TASK TO CARRY OUT => The records below are to be transcribed word for word.

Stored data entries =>
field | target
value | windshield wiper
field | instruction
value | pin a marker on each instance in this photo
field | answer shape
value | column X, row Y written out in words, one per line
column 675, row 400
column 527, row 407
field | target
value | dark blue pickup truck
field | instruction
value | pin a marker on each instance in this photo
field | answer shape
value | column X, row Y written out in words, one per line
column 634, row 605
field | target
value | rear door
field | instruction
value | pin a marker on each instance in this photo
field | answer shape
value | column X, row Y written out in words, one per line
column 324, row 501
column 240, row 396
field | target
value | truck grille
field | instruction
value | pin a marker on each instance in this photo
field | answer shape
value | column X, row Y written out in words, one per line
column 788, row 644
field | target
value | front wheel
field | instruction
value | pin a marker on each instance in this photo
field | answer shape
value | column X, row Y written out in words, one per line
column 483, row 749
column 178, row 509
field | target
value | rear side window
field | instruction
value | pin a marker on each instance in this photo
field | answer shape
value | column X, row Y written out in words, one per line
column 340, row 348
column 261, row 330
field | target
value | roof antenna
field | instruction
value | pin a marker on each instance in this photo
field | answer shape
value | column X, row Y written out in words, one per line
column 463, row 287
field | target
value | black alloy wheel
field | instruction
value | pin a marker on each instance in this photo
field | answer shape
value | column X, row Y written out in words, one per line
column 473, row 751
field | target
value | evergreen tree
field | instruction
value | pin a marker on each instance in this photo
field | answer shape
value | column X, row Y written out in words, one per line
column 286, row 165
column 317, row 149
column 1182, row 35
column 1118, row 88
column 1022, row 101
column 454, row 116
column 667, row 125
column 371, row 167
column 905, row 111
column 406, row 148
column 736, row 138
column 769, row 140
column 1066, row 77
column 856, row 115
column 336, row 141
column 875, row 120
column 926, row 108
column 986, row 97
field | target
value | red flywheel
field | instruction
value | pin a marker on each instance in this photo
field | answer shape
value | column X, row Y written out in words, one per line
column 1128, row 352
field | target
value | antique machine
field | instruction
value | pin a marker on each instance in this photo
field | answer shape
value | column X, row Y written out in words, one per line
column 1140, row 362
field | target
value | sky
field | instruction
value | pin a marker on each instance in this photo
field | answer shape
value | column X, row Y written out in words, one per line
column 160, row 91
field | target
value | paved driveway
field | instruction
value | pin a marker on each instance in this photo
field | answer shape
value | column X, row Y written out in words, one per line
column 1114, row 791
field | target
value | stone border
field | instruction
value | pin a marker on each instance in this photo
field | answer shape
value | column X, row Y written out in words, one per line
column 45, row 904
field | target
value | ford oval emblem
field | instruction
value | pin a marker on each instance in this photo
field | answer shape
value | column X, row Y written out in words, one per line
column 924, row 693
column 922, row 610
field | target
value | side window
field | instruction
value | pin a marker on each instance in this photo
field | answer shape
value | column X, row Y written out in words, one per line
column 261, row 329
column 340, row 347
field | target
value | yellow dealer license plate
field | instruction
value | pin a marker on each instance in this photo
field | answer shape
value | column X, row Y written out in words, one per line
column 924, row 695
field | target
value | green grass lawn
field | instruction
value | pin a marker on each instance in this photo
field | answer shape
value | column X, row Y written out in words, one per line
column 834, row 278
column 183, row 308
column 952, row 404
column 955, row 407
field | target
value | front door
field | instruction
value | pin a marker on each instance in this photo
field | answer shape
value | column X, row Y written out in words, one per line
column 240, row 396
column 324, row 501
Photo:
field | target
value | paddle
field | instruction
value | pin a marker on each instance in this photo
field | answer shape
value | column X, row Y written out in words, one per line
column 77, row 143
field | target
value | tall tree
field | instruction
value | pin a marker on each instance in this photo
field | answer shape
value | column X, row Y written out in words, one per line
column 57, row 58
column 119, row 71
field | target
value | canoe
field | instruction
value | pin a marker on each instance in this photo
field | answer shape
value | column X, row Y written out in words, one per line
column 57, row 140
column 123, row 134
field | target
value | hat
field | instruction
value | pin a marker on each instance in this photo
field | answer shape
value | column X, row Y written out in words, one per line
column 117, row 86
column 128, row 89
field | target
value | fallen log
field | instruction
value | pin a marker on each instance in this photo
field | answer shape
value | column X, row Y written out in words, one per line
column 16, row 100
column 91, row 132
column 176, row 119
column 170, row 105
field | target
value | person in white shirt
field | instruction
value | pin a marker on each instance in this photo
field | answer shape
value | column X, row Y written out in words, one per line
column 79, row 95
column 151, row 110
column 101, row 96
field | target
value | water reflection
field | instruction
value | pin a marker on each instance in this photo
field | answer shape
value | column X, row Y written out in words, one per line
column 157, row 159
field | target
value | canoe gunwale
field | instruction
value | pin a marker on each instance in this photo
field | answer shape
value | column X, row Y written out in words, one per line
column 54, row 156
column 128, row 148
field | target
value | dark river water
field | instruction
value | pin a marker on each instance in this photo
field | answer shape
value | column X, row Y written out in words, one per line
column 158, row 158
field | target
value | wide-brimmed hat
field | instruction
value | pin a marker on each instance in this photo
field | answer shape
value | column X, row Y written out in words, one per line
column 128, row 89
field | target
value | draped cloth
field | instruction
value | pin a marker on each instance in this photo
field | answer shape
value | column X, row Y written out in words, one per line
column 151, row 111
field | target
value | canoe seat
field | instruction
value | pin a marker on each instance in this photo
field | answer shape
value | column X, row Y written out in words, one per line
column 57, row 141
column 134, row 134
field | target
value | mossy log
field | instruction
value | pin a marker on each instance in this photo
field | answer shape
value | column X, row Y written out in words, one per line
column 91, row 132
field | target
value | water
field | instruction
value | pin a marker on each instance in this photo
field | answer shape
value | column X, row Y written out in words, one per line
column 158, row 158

EXERCISE RESULT =>
field | target
value | windshield wiper
field | instruction
value | pin a marker on each instance in this photo
field | answer shape
value | column X, row Y written out in words, one per line
column 675, row 400
column 527, row 407
field | target
value | dark blue pickup truck
field | instruction
value | pin a marker on each instance in this photo
field | answer shape
value | column X, row Y written out in words, one per line
column 634, row 605
field | target
value | rear door
field | instruction
value | pin a marker on each instance in this photo
field | answer shape
value | column X, row Y written out in words, one per line
column 324, row 501
column 240, row 396
field | target
value | truck grille
field | instruction
value | pin a marker on each instance in this photo
field | answer shape
value | column X, row Y written out in words, one per line
column 788, row 644
field | target
value | front wheel
field | instruction
value | pin a marker on each instance in this photo
field | answer shape
value | column X, row Y written out in words, one per line
column 483, row 749
column 178, row 509
field | target
value | rear side window
field | instruction
value | pin a marker on each instance in this photo
field | answer shape
value | column X, row Y written out in words, one per line
column 340, row 348
column 261, row 330
field | target
value | roof antenna
field | instruction
value | pin a marker on each instance in this photo
field | answer shape
value | column X, row Y written out in words, one per line
column 463, row 287
field | target
value | black alloy wheel
field | instruction
value | pin a marker on each instance in this photo
field | answer shape
value | column X, row Y written out in words, one per line
column 473, row 751
field | target
value | evergreen tree
field | instruction
value | pin a marker on each instance in this photo
field | answer shape
value | column X, row Y written out in words, one per line
column 286, row 165
column 317, row 149
column 1182, row 35
column 1118, row 88
column 1022, row 101
column 454, row 116
column 667, row 125
column 371, row 167
column 905, row 111
column 406, row 148
column 736, row 138
column 769, row 140
column 1066, row 77
column 856, row 115
column 336, row 141
column 875, row 120
column 926, row 108
column 986, row 97
field | target
value | red flywheel
field | instruction
value | pin a marker on each instance in this photo
field | answer shape
value | column X, row Y written out in words, one per line
column 1128, row 352
field | target
value | antique machine
field | instruction
value | pin a marker on each instance in this photo
field | answer shape
value | column X, row Y written out in words, one per line
column 1140, row 362
field | target
value | sky
field | instruction
value | pin a marker on each instance in this photo
field | answer shape
value | column X, row Y written out in words, one per line
column 160, row 91
field | target
value | paved driveway
field | instruction
value | pin a marker on each instance in this photo
field | answer shape
value | column X, row Y written out in words, one per line
column 1114, row 791
field | target
value | stone border
field | instruction
value | pin a marker on each instance in this photo
field | answer shape
value | column X, row Y written out in words, one per line
column 45, row 904
field | target
value | ford oval emblem
field | instruction
value | pin a marker on each instance in this photo
field | answer shape
value | column X, row Y written out in words, one per line
column 924, row 693
column 922, row 610
field | target
value | side window
field | instruction
value | pin a marker on each instance in this photo
field | answer shape
value | column X, row Y written out in words, one per line
column 261, row 329
column 340, row 347
field | target
value | yellow dealer license plate
field | instruction
value | pin a marker on each instance in this photo
field | answer shape
value | column X, row Y written out in words, one per line
column 924, row 695
field | target
value | green grass lawn
field | instruction
value | pin a marker on each instance in this photo
field | answer shape
value | column X, row Y written out in words, one per line
column 834, row 278
column 183, row 308
column 952, row 404
column 955, row 407
field | target
value | front door
field | instruction
value | pin a marker on each instance in this photo
field | answer shape
value | column X, row Y written out in words, one per line
column 240, row 396
column 324, row 501
Photo:
field | target
value | paddle
field | instruction
value | pin a marker on each instance in this photo
field | answer shape
value | column X, row Y written out in words, one per line
column 77, row 143
field | target
value | tall tree
field | instruction
value | pin a marker on each instance in this photo
field | answer shape
value | column X, row Y written out in words, one per line
column 57, row 58
column 119, row 71
field | target
value | canoe
field | instruction
value | pin a marker on each instance in this photo
field | answer shape
value | column X, row Y written out in words, one per line
column 57, row 140
column 123, row 134
field | target
value | hat
field | instruction
value | pin a marker on each instance in this photo
field | answer shape
value | column X, row Y written out in words, one per line
column 117, row 86
column 128, row 89
field | target
value | fallen log
field | instruction
value | pin a marker on each instance in this photo
field | answer shape
value | column X, row Y written out in words, one per line
column 16, row 100
column 91, row 132
column 176, row 119
column 170, row 105
field | target
value | person in white shirt
field | instruction
value | pin a marker on each instance in this photo
field | answer shape
value | column X, row Y written out in words, one per line
column 79, row 95
column 151, row 110
column 101, row 96
field | target
value | water reflection
field | instruction
value | pin a marker on each instance in this photo
field | answer shape
value | column X, row Y written out in words, one per line
column 157, row 159
field | target
value | canoe gunwale
field | instruction
value | pin a marker on each instance in this photo
field | answer shape
value | column X, row Y written out in words, one per line
column 54, row 156
column 128, row 148
field | target
value | dark river water
field | instruction
value | pin a marker on each instance in this photo
field | answer shape
value | column X, row Y written out in words, one per line
column 158, row 158
field | target
value | wide-brimmed hat
field | instruction
value | pin a marker on each instance in this photo
field | answer shape
value | column X, row Y written out in words, one per line
column 128, row 89
field | target
value | draped cloth
field | instruction
value | pin a marker on each instance in this photo
field | answer shape
value | column X, row Y written out in words, one per line
column 151, row 111
field | target
value | canoe seat
field | instruction
value | pin a marker on each instance in this photo
field | answer shape
value | column X, row Y written out in words, one per line
column 57, row 141
column 134, row 134
field | target
value | mossy log
field | instruction
value | pin a marker on each instance in this photo
field | answer shape
value | column X, row Y written out in words, one per line
column 91, row 132
field | target
value | water
field | instruction
value | pin a marker on each instance in this photo
field | answer shape
value | column X, row Y written out in words, one per line
column 158, row 158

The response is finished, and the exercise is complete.